What is asked =
Produce the listing below again, exactly as shown.

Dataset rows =
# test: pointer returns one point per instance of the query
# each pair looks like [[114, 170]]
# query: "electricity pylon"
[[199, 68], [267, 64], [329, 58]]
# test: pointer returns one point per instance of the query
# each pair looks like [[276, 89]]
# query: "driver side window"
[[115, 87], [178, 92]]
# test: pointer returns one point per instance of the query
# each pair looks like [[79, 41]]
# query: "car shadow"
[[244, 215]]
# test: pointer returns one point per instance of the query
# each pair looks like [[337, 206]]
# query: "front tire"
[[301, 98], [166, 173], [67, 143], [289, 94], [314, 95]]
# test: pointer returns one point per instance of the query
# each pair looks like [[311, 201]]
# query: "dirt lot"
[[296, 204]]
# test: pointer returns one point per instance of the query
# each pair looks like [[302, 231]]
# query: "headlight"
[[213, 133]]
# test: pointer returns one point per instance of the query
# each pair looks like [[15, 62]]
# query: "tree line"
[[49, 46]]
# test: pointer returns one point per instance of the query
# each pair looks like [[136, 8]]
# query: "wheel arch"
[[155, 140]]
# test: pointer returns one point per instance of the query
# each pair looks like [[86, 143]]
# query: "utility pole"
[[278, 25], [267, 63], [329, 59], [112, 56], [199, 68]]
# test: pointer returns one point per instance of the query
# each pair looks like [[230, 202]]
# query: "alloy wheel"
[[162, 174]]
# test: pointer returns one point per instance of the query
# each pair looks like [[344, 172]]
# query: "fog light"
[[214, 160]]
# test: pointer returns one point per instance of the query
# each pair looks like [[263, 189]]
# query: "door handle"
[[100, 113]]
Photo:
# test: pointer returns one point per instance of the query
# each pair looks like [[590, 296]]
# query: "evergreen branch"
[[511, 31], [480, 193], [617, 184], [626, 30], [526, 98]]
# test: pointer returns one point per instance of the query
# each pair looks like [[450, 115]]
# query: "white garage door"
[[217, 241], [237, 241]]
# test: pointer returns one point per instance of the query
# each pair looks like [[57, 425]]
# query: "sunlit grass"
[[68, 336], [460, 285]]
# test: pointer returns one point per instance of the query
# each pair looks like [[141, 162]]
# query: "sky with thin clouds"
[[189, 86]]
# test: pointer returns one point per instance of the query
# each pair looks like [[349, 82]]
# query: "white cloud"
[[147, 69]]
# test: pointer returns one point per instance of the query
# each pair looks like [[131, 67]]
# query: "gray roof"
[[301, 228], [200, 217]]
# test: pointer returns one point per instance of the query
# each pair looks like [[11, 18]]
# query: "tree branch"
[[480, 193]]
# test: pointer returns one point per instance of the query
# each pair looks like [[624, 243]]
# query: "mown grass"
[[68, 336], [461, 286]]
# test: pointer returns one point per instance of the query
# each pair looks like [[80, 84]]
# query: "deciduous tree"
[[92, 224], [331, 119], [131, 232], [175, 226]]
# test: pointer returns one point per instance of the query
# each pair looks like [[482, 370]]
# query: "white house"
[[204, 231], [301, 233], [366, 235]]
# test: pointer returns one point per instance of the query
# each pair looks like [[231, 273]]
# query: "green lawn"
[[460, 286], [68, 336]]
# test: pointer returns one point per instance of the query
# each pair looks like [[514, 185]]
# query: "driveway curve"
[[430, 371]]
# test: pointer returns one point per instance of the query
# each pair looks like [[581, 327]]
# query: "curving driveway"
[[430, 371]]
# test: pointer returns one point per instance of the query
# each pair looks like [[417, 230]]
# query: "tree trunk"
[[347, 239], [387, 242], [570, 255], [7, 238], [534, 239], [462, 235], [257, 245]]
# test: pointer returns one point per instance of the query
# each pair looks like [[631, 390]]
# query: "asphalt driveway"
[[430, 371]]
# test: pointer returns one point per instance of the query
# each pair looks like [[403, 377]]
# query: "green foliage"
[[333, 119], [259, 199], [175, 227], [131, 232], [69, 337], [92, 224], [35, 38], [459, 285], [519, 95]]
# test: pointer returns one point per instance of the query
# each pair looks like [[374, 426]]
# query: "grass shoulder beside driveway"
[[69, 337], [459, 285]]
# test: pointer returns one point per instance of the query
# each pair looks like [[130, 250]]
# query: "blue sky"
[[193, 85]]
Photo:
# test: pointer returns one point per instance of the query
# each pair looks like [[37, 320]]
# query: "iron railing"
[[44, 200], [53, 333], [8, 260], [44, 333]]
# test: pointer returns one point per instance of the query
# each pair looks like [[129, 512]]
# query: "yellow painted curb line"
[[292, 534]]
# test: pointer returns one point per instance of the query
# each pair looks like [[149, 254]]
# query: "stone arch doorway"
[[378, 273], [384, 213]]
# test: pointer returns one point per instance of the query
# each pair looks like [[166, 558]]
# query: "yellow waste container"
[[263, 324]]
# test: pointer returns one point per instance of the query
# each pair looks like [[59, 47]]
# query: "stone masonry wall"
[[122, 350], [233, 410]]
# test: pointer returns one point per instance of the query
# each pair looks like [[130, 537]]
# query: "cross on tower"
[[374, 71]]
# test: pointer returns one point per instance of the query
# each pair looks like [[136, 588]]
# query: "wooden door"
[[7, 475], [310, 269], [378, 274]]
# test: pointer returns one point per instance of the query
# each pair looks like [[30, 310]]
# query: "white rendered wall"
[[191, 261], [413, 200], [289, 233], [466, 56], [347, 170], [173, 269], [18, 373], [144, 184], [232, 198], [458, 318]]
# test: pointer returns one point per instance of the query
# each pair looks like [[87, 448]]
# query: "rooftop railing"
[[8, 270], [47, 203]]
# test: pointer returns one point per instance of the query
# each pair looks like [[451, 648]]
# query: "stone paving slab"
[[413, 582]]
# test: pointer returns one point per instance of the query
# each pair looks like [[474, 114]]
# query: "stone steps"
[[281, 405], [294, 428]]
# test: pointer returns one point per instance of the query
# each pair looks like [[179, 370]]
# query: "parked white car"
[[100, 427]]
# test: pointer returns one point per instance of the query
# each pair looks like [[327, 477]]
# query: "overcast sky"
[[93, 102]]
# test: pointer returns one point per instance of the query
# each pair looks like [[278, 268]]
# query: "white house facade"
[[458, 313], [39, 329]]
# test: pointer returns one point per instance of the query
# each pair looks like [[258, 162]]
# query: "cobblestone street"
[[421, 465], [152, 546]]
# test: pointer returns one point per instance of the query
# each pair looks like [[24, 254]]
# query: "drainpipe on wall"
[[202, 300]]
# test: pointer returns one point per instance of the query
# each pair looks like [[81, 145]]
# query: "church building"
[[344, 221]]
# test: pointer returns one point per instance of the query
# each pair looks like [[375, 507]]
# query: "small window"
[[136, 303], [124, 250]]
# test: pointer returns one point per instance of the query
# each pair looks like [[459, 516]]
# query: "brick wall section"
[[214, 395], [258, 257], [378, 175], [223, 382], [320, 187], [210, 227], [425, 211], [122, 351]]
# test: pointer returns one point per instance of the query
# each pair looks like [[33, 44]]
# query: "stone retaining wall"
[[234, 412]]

Final result =
# test: pointer returns one point per instance of the query
# each pair looks like [[114, 170]]
# query: "electricity pylon"
[[199, 68], [267, 64], [329, 58]]
# test: pointer returns one point per instance of the query
# each pair looks like [[276, 89]]
# query: "driver side window"
[[115, 87], [178, 92]]
# test: pointer returns one point per instance of the query
# each pair looks like [[79, 41]]
# query: "car shadow"
[[244, 215]]
# test: pointer returns one point per instance of the query
# each pair looks like [[337, 206]]
# query: "front tire"
[[301, 98], [166, 173], [67, 143], [289, 94], [314, 95]]
# test: pointer returns one point per instance of the query
# each pair looks like [[311, 201]]
# query: "dirt lot"
[[296, 204]]
# test: pointer returns one point per instance of the query
# each pair looks like [[302, 231]]
# query: "headlight"
[[213, 133]]
# test: pointer returns one point per instance of the query
# each pair looks like [[15, 62]]
# query: "tree line"
[[49, 46]]
# test: pointer returns one point per instance of the query
# each pair looks like [[136, 8]]
# query: "wheel arch"
[[155, 140]]
# test: pointer returns one point per instance of the query
# each pair looks like [[86, 143]]
# query: "utility pole"
[[278, 25], [267, 63], [329, 59], [112, 56], [199, 68]]
# test: pointer returns one point per instance of the query
# each pair looks like [[230, 202]]
# query: "alloy wheel"
[[162, 174]]
# test: pointer returns one point per instance of the query
# each pair looks like [[344, 172]]
# query: "fog light"
[[214, 160]]
# test: pointer returns one point per instance of the query
# each pair looks like [[263, 189]]
# query: "door handle"
[[100, 113]]
Photo:
# test: pointer returns one point per instance of the query
# each pair looks like [[590, 296]]
# query: "evergreen branch"
[[511, 31], [480, 193], [617, 184], [626, 30], [526, 98]]
# test: pointer returns one point per instance of the query
# each pair looks like [[450, 115]]
# query: "white garage door"
[[217, 241], [237, 241]]
# test: pointer returns one point per instance of the query
# each pair looks like [[57, 425]]
# query: "sunlit grass"
[[68, 336], [460, 285]]
# test: pointer returns one point per instance of the query
# each pair looks like [[141, 162]]
# query: "sky with thin clouds"
[[189, 86]]
# test: pointer returns one point per instance of the query
# each pair looks like [[349, 82]]
# query: "white cloud"
[[147, 69]]
# test: pointer returns one point per instance of the query
# each pair looks like [[131, 67]]
# query: "gray roof"
[[301, 228], [200, 217]]
# test: pointer returns one point per instance of the query
# each pair looks like [[11, 18]]
# query: "tree branch"
[[480, 193]]
# test: pointer returns one point per instance of the query
# each pair looks like [[624, 243]]
# query: "mown grass"
[[68, 336], [461, 286]]
# test: pointer returns one point per instance of the query
# each pair looks like [[80, 84]]
# query: "deciduous tree"
[[92, 224], [331, 119], [131, 232], [175, 226]]
# test: pointer returns one point per instance of the query
# each pair looks like [[482, 370]]
# query: "white house"
[[204, 231], [301, 233], [366, 235]]
# test: pointer returns one point per instance of the query
# each pair looks like [[231, 273]]
# query: "green lawn"
[[460, 286], [68, 336]]
# test: pointer returns one point per instance of the query
# each pair looks like [[514, 185]]
# query: "driveway curve"
[[430, 371]]
# test: pointer returns one point per instance of the query
# each pair looks like [[581, 327]]
# query: "curving driveway"
[[430, 371]]
# test: pointer returns one point per instance of the query
# each pair looks like [[417, 230]]
# query: "tree trunk"
[[347, 239], [387, 242], [570, 255], [7, 238], [534, 239], [462, 235], [257, 245]]
# test: pointer returns one point per instance of the query
# each pair looks like [[631, 390]]
# query: "asphalt driveway"
[[430, 371]]
# test: pointer returns one point per instance of the query
# each pair looks like [[403, 377]]
# query: "green foliage"
[[333, 119], [259, 199], [175, 227], [131, 232], [69, 337], [92, 224], [35, 38], [459, 285], [519, 95]]
# test: pointer returns one point per instance of the query
# each pair looks like [[374, 426]]
# query: "grass shoulder beside driveway"
[[69, 337], [459, 285]]
# test: pointer returns one point per instance of the query
# each pair looks like [[130, 250]]
# query: "blue sky"
[[193, 85]]
Photo:
# test: pointer returns one point per instance of the query
# each pair looks like [[37, 320]]
# query: "iron railing"
[[44, 200], [53, 333], [8, 260], [44, 333]]
# test: pointer returns one point per instance of the query
# each pair looks like [[129, 512]]
# query: "yellow painted curb line"
[[292, 534]]
# test: pointer returns one point per instance of the query
# each pair looks like [[149, 254]]
# query: "stone arch doorway"
[[378, 273], [384, 213]]
# test: pointer returns one point per instance of the query
# each pair looks like [[166, 558]]
# query: "yellow waste container"
[[263, 324]]
# test: pointer returns one point per instance of the query
# each pair looks like [[59, 47]]
# query: "stone masonry wall"
[[122, 350], [233, 410]]
# test: pointer returns one point per instance of the query
# each pair looks like [[130, 537]]
# query: "cross on tower"
[[374, 71]]
# test: pointer returns one point per instance of the query
# each pair looks like [[136, 588]]
# query: "wooden door"
[[7, 475], [310, 269], [378, 274]]
# test: pointer returns one point per instance of the query
# each pair looks like [[30, 310]]
# query: "white rendered wall"
[[191, 261], [413, 200], [289, 233], [466, 56], [347, 170], [173, 269], [18, 373], [144, 184], [232, 198], [458, 318]]
# test: pointer returns one point per instance of the query
# each pair looks like [[87, 448]]
# query: "rooftop railing"
[[8, 270], [47, 203]]
# test: pointer returns one point per instance of the query
# each pair looks like [[451, 648]]
# query: "stone paving slab"
[[413, 582]]
# test: pointer returns one point per instance of the query
# each pair looks like [[474, 114]]
# query: "stone steps"
[[281, 405], [294, 428]]
# test: pointer returns one point per instance of the query
# each pair looks like [[179, 370]]
# query: "parked white car"
[[100, 427]]
# test: pointer returns one point per instance of the query
# each pair looks like [[327, 477]]
# query: "overcast sky"
[[93, 102]]
# test: pointer returns one point per instance of the query
# each pair looks like [[278, 268]]
# query: "white house facade"
[[458, 313], [39, 329]]
# test: pointer returns one point per instance of the query
# each pair looks like [[258, 162]]
# query: "cobblestone street"
[[421, 465], [152, 546]]
# test: pointer returns one point per instance of the query
# each pair looks like [[24, 254]]
# query: "drainpipe on wall"
[[202, 300]]
# test: pointer returns one point per instance of the query
# each pair looks like [[81, 145]]
# query: "church building"
[[344, 221]]
# test: pointer returns one point per instance of the query
# each pair looks like [[375, 507]]
# query: "small window"
[[136, 303], [124, 250]]
# test: pointer returns one point per instance of the query
# each pair looks like [[459, 516]]
# query: "brick wall section"
[[214, 395], [258, 257], [378, 175], [223, 382], [320, 187], [210, 227], [425, 211], [122, 351]]
# test: pointer returns one point per instance of the query
# each pair looks like [[33, 44]]
# query: "stone retaining wall"
[[234, 412]]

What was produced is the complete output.